*** Opening Exercise text ***

This article was produced and financed by University of Bergen
Gene defect may point to solution for Alzheimer’s
University of Bergen researchers have found a protein that could hold the key to understanding how Alzheimer’s disease develops.
University of Bergen
Alzheimer’s disease is caused by protein (amyloid) deposition in the brain. New research at the University of Bergen (UiB) and Haukeland University Hospital shows that the protein PITRM1, which is found in mitochondria, otherwise known as the powerhouses of the cell, may be involved in the development of the disease.
“When the level of PITRM1 in the cells decreases, this leads to an increase in the deposition of protein sediment in the brain,” says researcher Janniche Torsvik, at the Mitochondrial Medicine & Neurogenetics (MMN) research group at UiB’s Department of Clinical Medicine (K1).
The results were published recently in the journal EMBO Molecular Medicine.
From gene defect to brain sediment
The group has investigated a family with a gene defect that leads to reduced amounts of PITRM1. The family suffered major physical and psychological problems.
Mitochondria are known as the powerhouses of the cell.
Mitochondria exist in almost every cell of the human body.
If the mitochondria do not function the way they should, it can lead to serious illness.
In mitochondria we find the protein PITRM1. This study show that it is a connection between reduced mitochondrial function and neurodegenerative diseases like Alzheimer`s
“The family had reduced amounts of this PITRM1 protein and became increasingly ill. Scans of their brains confirmed the damage and when we tested mice with the same loss of PITRM1, these too had neurological problems and protein deposition in the brain,” says Torsvik.
Torsvik points out that the new study is important to understand neurodegenerative diseases such as Alzheimer’s disease.
“The results conclude a long discussion about the relationship between mitochondria and accumulation of amyloid in the brain. We have found that mitochondria play a crucial role in the process of protein deposition,” says Torsvik.
Searching for new medication
Professor Laurence A Bindoff, who is leading the MMN group in Bergen, wants to do more research on PITRM1 and its role in other neurodegenerative diseases.
“Our aim is that this research will help us find medications to prevent or delay diseases like Alzheimer’s,” says Bindoff.
He wants to find out more about diseases such as Alzheimer’s and has applied to become a Norwegian Centre of Excellence (SFF), a programme administered by the Research Council of Norway.
The new centre is to be called the Centre for research into age related neurodegenerative diseases (NeuroAge) and is now in the final round to get the prestigious SFF status.
The UiB researchers worked together with the neurological department at Førde Central Hospital in Norway, the centre Medical Genetics and Molecular Medicine (MGM) at Haukeland University Hospital and the MRC Mitochondrial Biology Unit at the University of Cambridge, a lab led by Massimo Zeviani.

*** Closing Exercise text ***
*** Opening Data shown ***

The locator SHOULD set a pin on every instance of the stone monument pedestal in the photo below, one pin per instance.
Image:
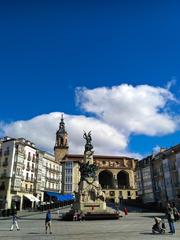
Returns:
(90, 199)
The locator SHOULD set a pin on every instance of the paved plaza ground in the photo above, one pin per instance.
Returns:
(132, 227)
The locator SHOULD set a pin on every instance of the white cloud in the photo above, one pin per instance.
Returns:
(118, 112)
(41, 130)
(139, 110)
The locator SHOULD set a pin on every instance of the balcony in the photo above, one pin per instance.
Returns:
(3, 176)
(6, 153)
(5, 164)
(27, 190)
(2, 187)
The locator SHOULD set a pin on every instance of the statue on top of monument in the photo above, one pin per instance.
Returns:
(88, 145)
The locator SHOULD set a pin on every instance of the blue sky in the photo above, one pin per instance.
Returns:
(49, 48)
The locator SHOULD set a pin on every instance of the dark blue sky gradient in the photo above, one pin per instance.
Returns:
(48, 48)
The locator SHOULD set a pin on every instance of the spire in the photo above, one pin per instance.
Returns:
(61, 135)
(62, 125)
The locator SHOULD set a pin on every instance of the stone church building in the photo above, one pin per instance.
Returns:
(116, 174)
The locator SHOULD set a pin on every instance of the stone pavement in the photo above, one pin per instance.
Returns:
(134, 226)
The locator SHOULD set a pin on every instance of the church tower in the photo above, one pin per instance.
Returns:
(61, 146)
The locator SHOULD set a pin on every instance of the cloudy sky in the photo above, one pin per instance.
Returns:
(109, 67)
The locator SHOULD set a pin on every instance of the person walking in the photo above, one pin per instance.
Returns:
(48, 221)
(14, 222)
(170, 218)
(175, 212)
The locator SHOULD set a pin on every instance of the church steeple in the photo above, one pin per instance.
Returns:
(61, 134)
(61, 145)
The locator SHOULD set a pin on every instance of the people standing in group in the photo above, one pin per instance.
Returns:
(14, 222)
(170, 218)
(48, 221)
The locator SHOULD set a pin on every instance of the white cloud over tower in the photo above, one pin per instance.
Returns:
(117, 113)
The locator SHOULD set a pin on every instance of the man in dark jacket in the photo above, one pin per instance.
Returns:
(48, 221)
(170, 218)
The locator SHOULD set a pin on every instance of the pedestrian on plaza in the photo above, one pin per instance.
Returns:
(75, 216)
(170, 218)
(175, 212)
(14, 222)
(48, 221)
(81, 216)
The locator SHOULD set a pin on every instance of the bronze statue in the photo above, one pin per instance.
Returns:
(88, 145)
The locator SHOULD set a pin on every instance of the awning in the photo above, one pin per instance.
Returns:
(31, 197)
(61, 197)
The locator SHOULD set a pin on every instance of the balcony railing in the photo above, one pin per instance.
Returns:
(27, 190)
(2, 188)
(5, 164)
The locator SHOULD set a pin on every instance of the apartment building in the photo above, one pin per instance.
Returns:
(163, 177)
(26, 173)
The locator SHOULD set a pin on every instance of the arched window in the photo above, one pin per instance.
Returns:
(123, 179)
(106, 179)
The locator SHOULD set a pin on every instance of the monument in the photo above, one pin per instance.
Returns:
(90, 199)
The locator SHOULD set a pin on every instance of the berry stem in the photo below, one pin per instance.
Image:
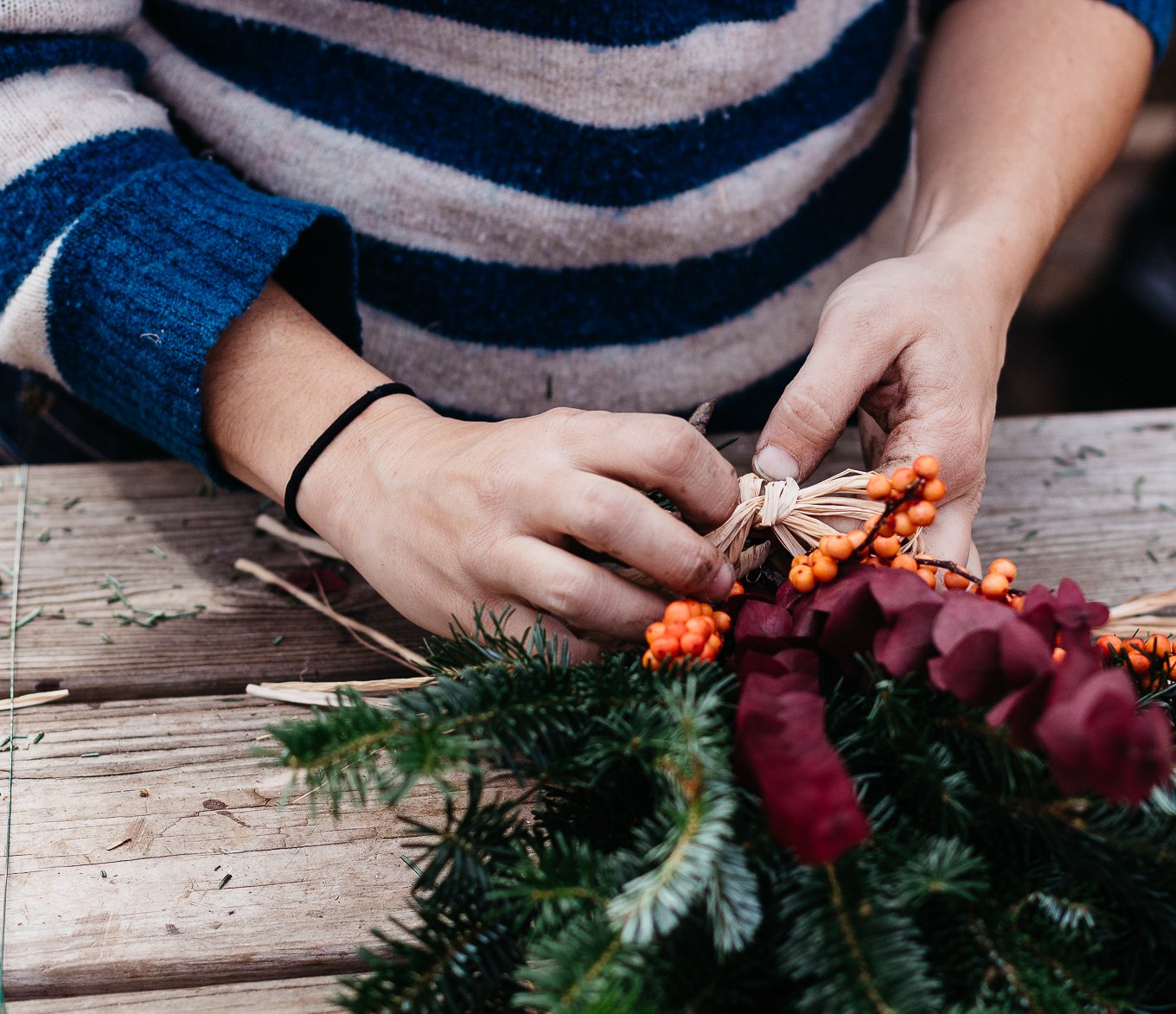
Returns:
(946, 564)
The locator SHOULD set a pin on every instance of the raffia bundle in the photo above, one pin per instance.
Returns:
(783, 513)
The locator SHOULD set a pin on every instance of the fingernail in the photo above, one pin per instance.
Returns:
(775, 463)
(721, 583)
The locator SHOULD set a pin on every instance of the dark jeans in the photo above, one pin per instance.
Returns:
(42, 423)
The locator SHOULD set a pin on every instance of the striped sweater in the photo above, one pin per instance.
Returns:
(630, 205)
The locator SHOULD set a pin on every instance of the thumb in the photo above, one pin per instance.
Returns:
(813, 411)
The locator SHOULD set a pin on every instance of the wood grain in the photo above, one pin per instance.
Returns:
(1093, 497)
(117, 859)
(172, 549)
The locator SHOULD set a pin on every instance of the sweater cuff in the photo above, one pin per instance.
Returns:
(150, 277)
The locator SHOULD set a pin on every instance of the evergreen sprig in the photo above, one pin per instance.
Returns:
(621, 865)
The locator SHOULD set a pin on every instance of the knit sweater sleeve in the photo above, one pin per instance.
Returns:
(123, 256)
(1155, 16)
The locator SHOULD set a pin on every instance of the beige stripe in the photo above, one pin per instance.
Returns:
(23, 329)
(669, 375)
(395, 196)
(67, 16)
(45, 113)
(614, 86)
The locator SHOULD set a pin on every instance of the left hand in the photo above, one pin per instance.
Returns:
(917, 344)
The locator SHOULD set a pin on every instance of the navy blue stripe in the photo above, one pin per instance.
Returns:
(19, 54)
(38, 205)
(603, 22)
(506, 304)
(745, 411)
(516, 144)
(150, 275)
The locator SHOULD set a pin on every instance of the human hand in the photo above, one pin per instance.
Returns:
(441, 515)
(915, 344)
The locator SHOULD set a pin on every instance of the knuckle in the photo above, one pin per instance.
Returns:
(497, 481)
(806, 414)
(598, 513)
(699, 563)
(568, 594)
(679, 444)
(561, 422)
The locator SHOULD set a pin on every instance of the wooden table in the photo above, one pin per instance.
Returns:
(144, 794)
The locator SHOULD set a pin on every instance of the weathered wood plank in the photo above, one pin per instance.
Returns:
(1052, 502)
(118, 859)
(312, 995)
(172, 549)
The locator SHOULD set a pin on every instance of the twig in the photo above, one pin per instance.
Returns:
(700, 418)
(271, 526)
(406, 654)
(368, 686)
(307, 697)
(32, 699)
(946, 564)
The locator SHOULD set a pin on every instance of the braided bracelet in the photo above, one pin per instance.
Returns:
(346, 418)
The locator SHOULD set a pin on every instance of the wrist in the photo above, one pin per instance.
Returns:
(333, 497)
(980, 256)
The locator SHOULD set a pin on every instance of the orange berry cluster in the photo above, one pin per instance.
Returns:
(1150, 661)
(909, 498)
(995, 585)
(688, 628)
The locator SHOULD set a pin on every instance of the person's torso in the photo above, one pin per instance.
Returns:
(626, 206)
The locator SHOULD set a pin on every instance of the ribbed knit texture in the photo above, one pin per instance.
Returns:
(632, 205)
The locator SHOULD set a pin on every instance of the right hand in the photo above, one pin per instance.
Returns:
(441, 515)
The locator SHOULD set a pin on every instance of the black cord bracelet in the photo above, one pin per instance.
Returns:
(345, 419)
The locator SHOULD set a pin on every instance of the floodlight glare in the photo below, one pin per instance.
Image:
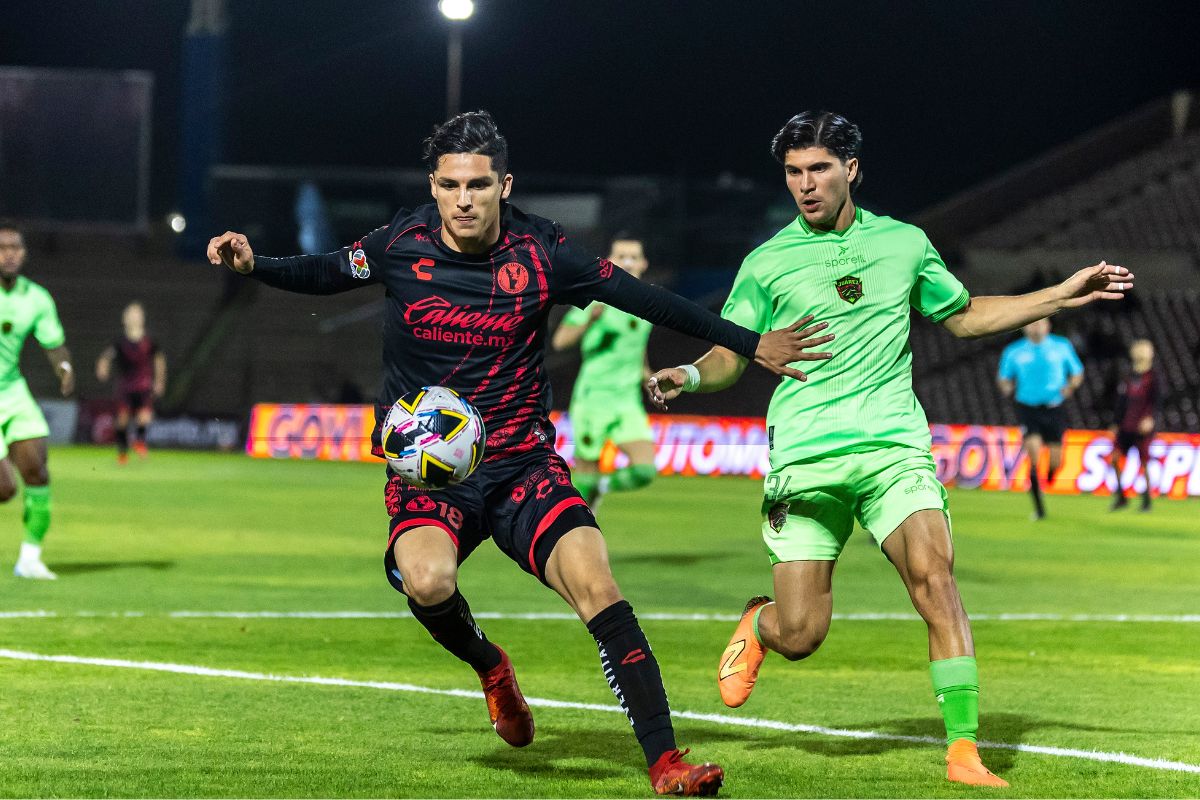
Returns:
(456, 8)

*** Closing Data shown ***

▶ [Your instructions]: In which journal does the article on the PITRM1 protein say the results were published? The records are separate material and have no connection to the article.

▶ [Task output]: EMBO Molecular Medicine